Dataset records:

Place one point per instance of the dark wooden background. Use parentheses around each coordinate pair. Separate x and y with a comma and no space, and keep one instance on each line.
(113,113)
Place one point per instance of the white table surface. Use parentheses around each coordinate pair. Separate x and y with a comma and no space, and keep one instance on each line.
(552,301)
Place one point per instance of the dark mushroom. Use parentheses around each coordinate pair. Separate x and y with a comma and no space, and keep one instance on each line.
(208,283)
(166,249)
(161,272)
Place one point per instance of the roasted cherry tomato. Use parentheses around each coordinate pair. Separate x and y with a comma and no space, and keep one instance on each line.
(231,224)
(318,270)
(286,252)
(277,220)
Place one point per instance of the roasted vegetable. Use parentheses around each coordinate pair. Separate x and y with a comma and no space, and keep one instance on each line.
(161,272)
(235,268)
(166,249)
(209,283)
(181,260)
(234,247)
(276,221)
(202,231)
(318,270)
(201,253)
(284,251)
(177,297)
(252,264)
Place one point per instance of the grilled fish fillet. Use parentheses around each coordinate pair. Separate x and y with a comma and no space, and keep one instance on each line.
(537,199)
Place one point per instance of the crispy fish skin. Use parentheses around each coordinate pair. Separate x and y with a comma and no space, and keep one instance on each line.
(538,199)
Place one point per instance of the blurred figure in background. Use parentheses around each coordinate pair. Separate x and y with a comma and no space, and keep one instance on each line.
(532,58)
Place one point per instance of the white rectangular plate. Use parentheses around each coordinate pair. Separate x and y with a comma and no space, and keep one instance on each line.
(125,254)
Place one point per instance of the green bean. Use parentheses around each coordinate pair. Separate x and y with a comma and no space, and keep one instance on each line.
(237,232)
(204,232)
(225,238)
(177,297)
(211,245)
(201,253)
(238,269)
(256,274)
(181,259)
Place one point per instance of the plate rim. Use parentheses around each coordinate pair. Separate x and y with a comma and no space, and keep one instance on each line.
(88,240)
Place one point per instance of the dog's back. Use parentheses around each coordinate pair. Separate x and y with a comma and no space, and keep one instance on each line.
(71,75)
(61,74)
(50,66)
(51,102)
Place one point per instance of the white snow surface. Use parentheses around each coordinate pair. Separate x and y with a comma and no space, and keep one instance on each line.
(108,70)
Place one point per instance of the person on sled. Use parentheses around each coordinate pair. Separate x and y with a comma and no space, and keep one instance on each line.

GIVEN PROBLEM:
Retype every record above exactly as written.

RESULT FOR THIS EXERCISE:
Place one point per instance of the dark wooden background. Use parentheses around each coordinate pair. Separate x and y with a comma and no space, and keep one instance on each line.
(113,113)
Place one point per instance of the white table surface. Use parentheses around each coordinate pair. Separate x and y with a comma and no space, and keep one instance on each line.
(552,301)
Place one point per instance of the dark mushroom. Use parentheses around each coordinate pair. Separate x and y with a comma and no space, and keep one instance on each line.
(208,283)
(166,249)
(161,272)
Place one point per instance of the roasted cherry tomato. Use parentheses around each coordinate pair. Separate x and y with a comma and no space, and keep one instance on each line.
(231,224)
(318,270)
(286,252)
(277,220)
Place one point per instance of the roasted vegetable. Use parentheses around each coordinate pair. Separate x and y with a comma and no space, and keep one instance on each line.
(161,272)
(235,268)
(166,249)
(209,283)
(181,260)
(234,247)
(276,221)
(202,231)
(318,270)
(201,253)
(284,251)
(177,297)
(252,264)
Place one point per instance of the grilled fish fillet. Use parentheses around each coordinate pair. Separate x and y with a comma and no space, and keep one instance on each line.
(537,199)
Place one point per instance of the crispy fish skin. Use parentheses around each coordinate pair. Separate x and y with a comma and no space, and keep one instance on each line.
(538,199)
Place one point per instance of the blurred figure in background. Use parentheses around each coordinate pair. Separate x and y with a comma and no space, and keep one instance on each line.
(532,58)
Place one point per instance of the white rectangular plate. Use parentheses around each coordinate pair. Separate x and y with a comma and no space, and keep one instance on each line.
(125,254)
Place one point per instance of the green bean. Use parentheses around each coordinate pair. Separate x and y with a comma and no space, and keep one instance on each line.
(237,232)
(204,232)
(225,238)
(177,297)
(211,245)
(201,253)
(238,269)
(256,274)
(181,259)
Place one point per instance of the plate rim. Use parentheses around each coordinate pair. Separate x and y with a comma and no space, and keep one instance on each line.
(88,240)
Place one point per instance of the dog's back. Use parentheses around each coordinate pair. Separate x and y with a comma and no space, and keep one instance on each line.
(71,75)
(61,74)
(50,66)
(51,102)
Place one point per instance of the white snow surface. Use parentheses around each coordinate pair. Separate x and y with a comma and no space, and keep one instance on each line.
(108,70)
Place one point per instance of the person on sled. Use parentheses around each coordinate pair. Separate x and y with a comma and no space, and keep one instance on each line.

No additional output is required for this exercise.